SHORT EXERCISE → Copy everything in the material from the line containing "task: segment the <item>blue sky</item>" down to the line containing "M 136 113 L", swapping "target" for "label" and leaving everything else unchanged.

[start RECORDS SHOWN]

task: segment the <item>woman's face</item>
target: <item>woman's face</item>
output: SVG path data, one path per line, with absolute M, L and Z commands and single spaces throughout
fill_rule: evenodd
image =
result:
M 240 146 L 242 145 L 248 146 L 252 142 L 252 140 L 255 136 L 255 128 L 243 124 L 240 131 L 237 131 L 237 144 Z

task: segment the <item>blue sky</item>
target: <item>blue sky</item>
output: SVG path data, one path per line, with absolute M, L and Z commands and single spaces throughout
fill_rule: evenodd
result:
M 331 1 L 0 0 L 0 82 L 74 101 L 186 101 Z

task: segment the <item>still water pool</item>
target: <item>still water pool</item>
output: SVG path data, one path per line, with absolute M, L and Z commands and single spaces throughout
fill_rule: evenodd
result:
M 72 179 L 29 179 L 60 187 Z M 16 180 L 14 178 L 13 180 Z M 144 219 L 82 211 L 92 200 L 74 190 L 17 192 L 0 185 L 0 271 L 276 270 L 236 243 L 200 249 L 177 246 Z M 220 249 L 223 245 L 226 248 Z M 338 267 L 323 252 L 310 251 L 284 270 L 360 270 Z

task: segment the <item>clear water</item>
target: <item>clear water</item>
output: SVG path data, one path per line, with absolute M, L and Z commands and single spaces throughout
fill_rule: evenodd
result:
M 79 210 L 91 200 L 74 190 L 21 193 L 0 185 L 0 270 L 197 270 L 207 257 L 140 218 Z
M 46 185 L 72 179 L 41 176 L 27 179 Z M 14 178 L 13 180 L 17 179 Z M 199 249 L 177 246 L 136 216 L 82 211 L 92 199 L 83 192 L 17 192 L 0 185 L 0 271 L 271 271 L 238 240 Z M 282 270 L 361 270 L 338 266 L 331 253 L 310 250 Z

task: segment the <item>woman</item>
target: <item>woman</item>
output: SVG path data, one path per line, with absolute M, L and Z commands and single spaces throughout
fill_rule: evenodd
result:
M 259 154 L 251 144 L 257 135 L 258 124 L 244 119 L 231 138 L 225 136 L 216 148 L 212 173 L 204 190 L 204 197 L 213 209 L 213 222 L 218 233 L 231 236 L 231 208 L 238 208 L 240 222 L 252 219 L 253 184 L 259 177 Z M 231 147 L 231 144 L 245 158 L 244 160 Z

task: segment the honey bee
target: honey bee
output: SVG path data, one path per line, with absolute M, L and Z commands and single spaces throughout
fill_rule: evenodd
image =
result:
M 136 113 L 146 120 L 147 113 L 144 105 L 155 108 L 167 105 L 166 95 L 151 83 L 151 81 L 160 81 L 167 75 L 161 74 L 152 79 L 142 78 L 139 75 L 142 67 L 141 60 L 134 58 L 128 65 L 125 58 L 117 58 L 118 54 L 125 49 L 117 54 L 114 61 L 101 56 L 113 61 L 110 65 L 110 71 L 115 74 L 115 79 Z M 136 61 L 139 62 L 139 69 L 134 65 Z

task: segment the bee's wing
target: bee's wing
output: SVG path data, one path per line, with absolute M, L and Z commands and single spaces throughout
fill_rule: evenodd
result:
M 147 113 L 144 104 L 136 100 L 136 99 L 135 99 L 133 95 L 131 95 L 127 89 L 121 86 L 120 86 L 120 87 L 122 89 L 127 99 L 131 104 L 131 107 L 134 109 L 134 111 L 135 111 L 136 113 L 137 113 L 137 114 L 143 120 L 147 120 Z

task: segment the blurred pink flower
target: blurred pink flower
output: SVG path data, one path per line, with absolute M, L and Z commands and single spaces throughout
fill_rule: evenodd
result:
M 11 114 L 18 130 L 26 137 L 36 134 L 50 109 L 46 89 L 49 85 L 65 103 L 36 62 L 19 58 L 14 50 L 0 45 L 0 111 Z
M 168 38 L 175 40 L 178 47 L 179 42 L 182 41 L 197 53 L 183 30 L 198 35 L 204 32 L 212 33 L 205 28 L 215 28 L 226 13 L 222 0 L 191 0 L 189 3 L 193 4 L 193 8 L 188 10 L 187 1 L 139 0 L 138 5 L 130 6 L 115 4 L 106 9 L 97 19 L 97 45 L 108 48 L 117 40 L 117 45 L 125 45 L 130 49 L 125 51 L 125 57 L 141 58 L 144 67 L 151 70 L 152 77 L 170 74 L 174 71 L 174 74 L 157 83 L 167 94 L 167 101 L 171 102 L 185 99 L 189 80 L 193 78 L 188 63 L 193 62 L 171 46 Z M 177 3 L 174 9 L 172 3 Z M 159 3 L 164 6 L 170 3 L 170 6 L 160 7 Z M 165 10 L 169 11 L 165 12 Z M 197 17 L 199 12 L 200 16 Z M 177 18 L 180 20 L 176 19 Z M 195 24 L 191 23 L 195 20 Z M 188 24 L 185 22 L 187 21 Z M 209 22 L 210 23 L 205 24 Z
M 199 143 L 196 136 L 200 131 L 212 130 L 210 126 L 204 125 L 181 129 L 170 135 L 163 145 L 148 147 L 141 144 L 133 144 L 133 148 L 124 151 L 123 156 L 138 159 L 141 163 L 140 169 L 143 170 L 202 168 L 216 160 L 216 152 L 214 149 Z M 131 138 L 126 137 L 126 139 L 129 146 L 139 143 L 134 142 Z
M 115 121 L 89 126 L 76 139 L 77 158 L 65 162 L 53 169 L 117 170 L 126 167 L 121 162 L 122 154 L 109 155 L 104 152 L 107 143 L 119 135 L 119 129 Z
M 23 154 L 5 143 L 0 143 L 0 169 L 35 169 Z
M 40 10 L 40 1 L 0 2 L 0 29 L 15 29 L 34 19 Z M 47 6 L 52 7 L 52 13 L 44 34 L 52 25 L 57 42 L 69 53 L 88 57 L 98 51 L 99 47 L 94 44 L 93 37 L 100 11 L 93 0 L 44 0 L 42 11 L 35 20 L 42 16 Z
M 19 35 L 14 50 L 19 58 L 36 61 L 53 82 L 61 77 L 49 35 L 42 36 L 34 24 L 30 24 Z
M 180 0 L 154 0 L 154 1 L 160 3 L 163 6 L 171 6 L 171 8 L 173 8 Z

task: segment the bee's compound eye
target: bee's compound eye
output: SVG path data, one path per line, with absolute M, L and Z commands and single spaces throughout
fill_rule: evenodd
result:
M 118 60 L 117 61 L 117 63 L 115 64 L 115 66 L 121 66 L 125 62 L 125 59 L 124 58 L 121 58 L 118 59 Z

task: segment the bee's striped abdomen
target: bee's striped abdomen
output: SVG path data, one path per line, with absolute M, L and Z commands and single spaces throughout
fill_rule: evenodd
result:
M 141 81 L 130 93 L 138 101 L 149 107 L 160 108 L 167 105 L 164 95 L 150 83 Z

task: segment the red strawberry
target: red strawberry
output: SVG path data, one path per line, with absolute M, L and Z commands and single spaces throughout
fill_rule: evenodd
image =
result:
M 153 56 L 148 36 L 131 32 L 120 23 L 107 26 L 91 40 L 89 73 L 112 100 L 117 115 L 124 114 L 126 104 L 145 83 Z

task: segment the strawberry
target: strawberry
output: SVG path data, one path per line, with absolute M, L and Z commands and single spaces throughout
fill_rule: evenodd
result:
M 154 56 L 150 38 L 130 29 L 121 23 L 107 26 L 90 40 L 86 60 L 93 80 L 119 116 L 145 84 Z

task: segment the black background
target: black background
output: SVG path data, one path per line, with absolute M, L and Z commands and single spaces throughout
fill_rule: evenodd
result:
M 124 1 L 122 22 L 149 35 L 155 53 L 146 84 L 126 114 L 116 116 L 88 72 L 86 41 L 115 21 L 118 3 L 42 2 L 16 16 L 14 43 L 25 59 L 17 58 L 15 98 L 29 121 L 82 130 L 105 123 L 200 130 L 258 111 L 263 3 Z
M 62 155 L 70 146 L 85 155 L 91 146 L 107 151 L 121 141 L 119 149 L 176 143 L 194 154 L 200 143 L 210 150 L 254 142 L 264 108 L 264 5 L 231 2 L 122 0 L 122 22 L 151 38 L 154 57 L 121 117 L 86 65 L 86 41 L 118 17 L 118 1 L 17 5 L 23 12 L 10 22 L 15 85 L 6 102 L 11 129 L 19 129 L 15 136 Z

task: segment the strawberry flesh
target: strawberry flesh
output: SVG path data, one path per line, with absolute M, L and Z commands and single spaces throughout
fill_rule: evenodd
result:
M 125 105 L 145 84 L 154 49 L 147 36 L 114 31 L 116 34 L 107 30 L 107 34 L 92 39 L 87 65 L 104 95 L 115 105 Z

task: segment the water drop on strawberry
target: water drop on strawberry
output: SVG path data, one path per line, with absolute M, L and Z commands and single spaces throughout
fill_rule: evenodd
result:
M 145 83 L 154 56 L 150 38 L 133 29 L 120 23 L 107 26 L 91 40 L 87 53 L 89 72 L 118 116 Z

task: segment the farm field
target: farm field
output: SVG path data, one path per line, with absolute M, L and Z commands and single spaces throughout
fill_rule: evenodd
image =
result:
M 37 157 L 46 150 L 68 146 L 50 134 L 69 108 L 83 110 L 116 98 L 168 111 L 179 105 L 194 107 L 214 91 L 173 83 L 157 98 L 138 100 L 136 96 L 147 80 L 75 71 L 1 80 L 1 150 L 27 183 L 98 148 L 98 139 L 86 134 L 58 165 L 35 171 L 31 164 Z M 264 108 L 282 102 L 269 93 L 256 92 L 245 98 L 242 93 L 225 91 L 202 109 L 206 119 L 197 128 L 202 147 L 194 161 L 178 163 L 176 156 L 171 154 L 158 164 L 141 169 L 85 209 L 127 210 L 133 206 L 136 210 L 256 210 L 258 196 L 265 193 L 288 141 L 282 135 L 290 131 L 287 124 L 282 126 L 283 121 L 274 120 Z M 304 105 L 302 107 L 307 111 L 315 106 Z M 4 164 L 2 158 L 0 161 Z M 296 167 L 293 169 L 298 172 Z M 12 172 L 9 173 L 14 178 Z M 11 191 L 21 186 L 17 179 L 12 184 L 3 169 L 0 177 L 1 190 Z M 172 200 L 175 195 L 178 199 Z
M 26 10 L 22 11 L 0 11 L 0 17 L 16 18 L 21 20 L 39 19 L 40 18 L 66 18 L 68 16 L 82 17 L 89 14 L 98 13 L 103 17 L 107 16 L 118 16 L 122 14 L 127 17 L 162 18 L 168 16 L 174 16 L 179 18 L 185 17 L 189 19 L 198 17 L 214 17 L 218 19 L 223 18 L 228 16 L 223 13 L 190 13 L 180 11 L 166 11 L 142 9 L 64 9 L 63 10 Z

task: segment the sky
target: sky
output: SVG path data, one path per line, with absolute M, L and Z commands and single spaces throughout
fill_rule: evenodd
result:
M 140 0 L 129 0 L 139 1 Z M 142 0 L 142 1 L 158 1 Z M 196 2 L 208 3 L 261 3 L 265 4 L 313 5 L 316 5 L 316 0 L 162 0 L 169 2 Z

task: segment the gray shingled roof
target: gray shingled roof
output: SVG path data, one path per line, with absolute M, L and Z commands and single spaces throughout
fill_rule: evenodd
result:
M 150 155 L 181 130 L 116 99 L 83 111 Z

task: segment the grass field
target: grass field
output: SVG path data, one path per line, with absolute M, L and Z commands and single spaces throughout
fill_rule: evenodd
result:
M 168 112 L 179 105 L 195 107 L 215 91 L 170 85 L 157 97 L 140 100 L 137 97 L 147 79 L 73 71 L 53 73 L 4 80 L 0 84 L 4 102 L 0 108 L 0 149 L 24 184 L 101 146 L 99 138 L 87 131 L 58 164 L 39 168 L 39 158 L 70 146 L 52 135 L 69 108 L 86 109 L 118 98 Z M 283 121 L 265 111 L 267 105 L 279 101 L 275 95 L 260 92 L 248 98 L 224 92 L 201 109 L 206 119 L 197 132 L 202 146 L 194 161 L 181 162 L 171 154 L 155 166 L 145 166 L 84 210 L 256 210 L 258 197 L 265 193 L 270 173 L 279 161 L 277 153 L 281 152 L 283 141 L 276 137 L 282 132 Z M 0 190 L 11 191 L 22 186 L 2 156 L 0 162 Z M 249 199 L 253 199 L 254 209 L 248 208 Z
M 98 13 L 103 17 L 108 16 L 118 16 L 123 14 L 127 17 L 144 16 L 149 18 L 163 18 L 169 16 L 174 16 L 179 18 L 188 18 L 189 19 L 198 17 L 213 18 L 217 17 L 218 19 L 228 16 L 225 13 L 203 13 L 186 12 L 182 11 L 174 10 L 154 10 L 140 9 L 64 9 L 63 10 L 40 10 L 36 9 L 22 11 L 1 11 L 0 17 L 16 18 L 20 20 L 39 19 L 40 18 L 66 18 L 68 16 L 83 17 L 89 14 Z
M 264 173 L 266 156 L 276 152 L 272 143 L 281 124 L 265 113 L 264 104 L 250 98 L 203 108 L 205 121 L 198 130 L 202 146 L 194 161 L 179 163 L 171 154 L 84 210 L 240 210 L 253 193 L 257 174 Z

[end RECORDS SHOWN]

CORRECT RESULT →
task: segment the <item>blue sky</item>
label: <item>blue sky</item>
output: SVG path data, one path per line, with absolute M, L and Z commands and single spaces throughout
fill_rule: evenodd
result:
M 331 1 L 0 0 L 0 82 L 74 101 L 186 101 Z

task: segment the <item>still water pool</item>
label: <item>still water pool</item>
output: SVG path data, one path per line, with absolute M, L and Z commands and single spaces throughout
fill_rule: evenodd
result:
M 72 179 L 29 179 L 60 187 Z M 16 180 L 14 178 L 13 180 Z M 144 219 L 82 211 L 92 200 L 74 190 L 17 192 L 0 185 L 0 271 L 276 270 L 236 243 L 200 249 L 177 246 Z M 220 249 L 223 245 L 226 248 Z M 338 267 L 323 252 L 310 251 L 284 270 L 360 270 Z

task: segment the <item>clear water</item>
label: <item>clear water</item>
output: SVG path data, one path per line, with absolute M, L and Z commands and single spaces throughout
fill_rule: evenodd
result:
M 79 210 L 91 200 L 74 190 L 21 193 L 0 185 L 0 270 L 197 270 L 207 257 L 140 218 Z
M 46 185 L 72 179 L 41 176 L 27 179 Z M 14 178 L 13 180 L 17 179 Z M 199 249 L 177 246 L 136 216 L 82 211 L 92 199 L 83 192 L 17 192 L 0 185 L 0 271 L 271 271 L 238 240 Z M 282 270 L 361 270 L 338 266 L 331 253 L 310 250 Z

task: segment the <item>woman</item>
label: <item>woman</item>
output: SVG path data, one path per line, with absolute M, L and Z commands and single spaces throughout
fill_rule: evenodd
result:
M 259 154 L 251 144 L 257 135 L 258 124 L 244 119 L 231 138 L 225 136 L 216 148 L 212 173 L 204 190 L 204 197 L 213 209 L 213 222 L 218 233 L 231 236 L 231 208 L 238 208 L 240 222 L 252 219 L 253 184 L 259 177 Z M 231 147 L 231 144 L 245 158 L 244 160 Z

task: segment the honey bee
label: honey bee
output: SVG path data, one path per line, with absolute M, L and Z commands and single spaces throughout
fill_rule: evenodd
image =
result:
M 136 113 L 146 120 L 147 113 L 144 105 L 155 108 L 167 105 L 166 95 L 151 83 L 151 81 L 160 81 L 167 75 L 161 74 L 152 79 L 142 78 L 139 75 L 142 67 L 141 60 L 134 58 L 128 65 L 125 58 L 117 58 L 118 54 L 125 49 L 117 54 L 114 61 L 101 56 L 113 61 L 110 65 L 110 71 L 115 74 L 115 79 Z M 136 61 L 139 62 L 139 69 L 134 65 Z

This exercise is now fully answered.